## WHAT YOU HAVE TO DO
Pick out each line in the entries below that contains the string "dining". Matches must agree in case.

## DATA PROVIDED

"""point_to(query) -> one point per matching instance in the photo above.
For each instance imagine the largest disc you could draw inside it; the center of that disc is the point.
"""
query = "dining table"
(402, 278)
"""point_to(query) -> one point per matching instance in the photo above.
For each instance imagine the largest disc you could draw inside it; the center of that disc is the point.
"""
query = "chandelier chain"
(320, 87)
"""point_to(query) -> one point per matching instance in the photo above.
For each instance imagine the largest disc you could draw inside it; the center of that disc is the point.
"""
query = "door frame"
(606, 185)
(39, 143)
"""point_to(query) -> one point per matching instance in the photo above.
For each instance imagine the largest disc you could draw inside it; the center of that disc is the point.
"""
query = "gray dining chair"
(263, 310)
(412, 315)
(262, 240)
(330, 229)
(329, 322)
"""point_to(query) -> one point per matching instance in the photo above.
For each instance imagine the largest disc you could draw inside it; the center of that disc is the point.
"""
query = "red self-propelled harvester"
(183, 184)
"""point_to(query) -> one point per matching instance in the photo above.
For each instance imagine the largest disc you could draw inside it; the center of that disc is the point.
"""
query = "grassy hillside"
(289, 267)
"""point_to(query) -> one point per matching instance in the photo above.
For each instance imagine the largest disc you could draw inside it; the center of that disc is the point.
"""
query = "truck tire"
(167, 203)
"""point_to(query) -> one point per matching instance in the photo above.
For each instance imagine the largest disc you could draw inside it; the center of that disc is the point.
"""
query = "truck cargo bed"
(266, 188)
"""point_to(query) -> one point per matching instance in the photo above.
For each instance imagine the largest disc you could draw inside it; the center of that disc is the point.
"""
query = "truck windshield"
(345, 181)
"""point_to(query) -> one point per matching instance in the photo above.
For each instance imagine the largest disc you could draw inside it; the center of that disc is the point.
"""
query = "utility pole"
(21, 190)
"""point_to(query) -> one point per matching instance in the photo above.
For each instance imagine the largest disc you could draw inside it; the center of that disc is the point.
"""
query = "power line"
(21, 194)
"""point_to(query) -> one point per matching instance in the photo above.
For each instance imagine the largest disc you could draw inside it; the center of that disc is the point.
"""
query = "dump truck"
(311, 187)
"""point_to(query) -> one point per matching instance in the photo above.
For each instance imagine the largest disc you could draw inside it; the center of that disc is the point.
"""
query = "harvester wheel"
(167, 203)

## REPLY TO THE EXERCISE
query = "dining table"
query = "gray dining chair"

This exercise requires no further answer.